— Extrait —
•••••
Par Feriel Nourine
La première semaine qui a suivi l’entrée en vigueur du plafonnement du prix du pétrole russe par l’Union européenne, le G7 et l’Australie a plus impacté les circuits de distribution de l’or noir que ses prix. Ceci d’autant qu’en plus de ce mécanisme qui fixe la référence de brut russe (l’Oural) à 60 dollars, l’Europe opère un embargo sur l’achat de pétrole de pays via la voie maritime.
Ces mesures renforcent le dispositif de sanctions mis en place par les Occidentaux contre la Russie et se veulent, en premier lieu, une arme destinée à frapper le troisième exportateur mondial de pétrole dans ses sources de financement de sa guerre en Ukraine. Côté prix, ce sont plutôt les perspectives macroéconomiques mondiales qui continuent à faire peser de lourdes craintes sur la demande, faisant reculer sensiblement le baril.
Le marché s’est, certes, légèrement ressaisi jeudi, mais les prix des deux références européenne et américaine ont repris le chemin inverse, vendredi, au dernier jour de la semaine, pour rester très proches de leurs plus bas depuis 12 mois.
Ainsi, le Brent de la mer du Nord s’est échangé à 75,06 dollars, alors que le WTI était descendu jusqu’à 70,08 dollars. Une remontée timide a été amorcée par la suite, et les deux références s’échangeaient à respectivement 76,82 dollars et 71,59 dollars durant le même jour de clôture.
Depuis le début de la semaine, les nouvelles théoriquement favorables à une ascension des cours se sont succédé, sans parvenir néanmoins à arrêter la chute de l’or noir, lequel a vu ses prix perdre 12 dollars entre lundi et vendredi. Une évolution qui pousse des analystes à parler de «déroute totale».
•••••
— Items répertoriés —
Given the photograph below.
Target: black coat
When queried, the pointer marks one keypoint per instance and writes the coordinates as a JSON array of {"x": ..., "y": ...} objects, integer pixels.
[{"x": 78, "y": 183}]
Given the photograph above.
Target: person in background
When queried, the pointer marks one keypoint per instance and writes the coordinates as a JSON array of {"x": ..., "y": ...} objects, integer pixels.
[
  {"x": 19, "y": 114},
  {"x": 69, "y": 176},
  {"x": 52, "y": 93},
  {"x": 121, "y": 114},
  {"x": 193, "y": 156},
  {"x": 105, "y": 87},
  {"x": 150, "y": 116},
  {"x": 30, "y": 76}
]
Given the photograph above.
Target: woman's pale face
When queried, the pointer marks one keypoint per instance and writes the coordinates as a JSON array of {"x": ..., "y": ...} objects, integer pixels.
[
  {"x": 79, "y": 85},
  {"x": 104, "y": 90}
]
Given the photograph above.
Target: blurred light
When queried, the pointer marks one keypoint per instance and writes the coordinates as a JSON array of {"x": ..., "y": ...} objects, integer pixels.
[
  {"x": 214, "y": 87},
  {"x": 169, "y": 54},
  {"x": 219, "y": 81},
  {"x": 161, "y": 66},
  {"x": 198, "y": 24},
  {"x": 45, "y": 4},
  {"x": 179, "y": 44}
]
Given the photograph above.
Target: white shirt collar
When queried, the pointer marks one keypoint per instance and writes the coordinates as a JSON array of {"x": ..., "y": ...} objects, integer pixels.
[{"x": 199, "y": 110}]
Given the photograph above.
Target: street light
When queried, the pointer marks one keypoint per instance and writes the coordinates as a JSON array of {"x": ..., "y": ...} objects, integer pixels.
•••••
— Exercices à faire —
- A) Dans l'extrait, reprenez sous forme de liste le paragraphe qui commence par « Ainsi, le Brent de la mer du Nord » en gardant ses chiffres principaux.
- B) Répondez à ces questions à partir de l'extrait :
(i) À combien de dollars le mécanisme fixe-t-il la référence du brut russe ?
(ii) Quel jour le marché s'est-il légèrement ressaisi ?
(iii) Combien de dollars le prix de l'or noir a-t-il perdu entre lundi et vendredi ?
Les items n'ont aucun lien avec l'extrait.

— Corrigé des exercices —
- A)
- Le Brent de la mer du Nord s'est échangé à 75,06 dollars.
- Le WTI est descendu jusqu'à 70,08 dollars.
- Les deux références sont ensuite légèrement remontées.
- Le même jour de clôture, elles s'échangeaient à 76,82 dollars pour le Brent et à 71,59 dollars pour le WTI.

- B)
(i) À 60 dollars.
(ii) Jeudi.
(iii) 12 dollars.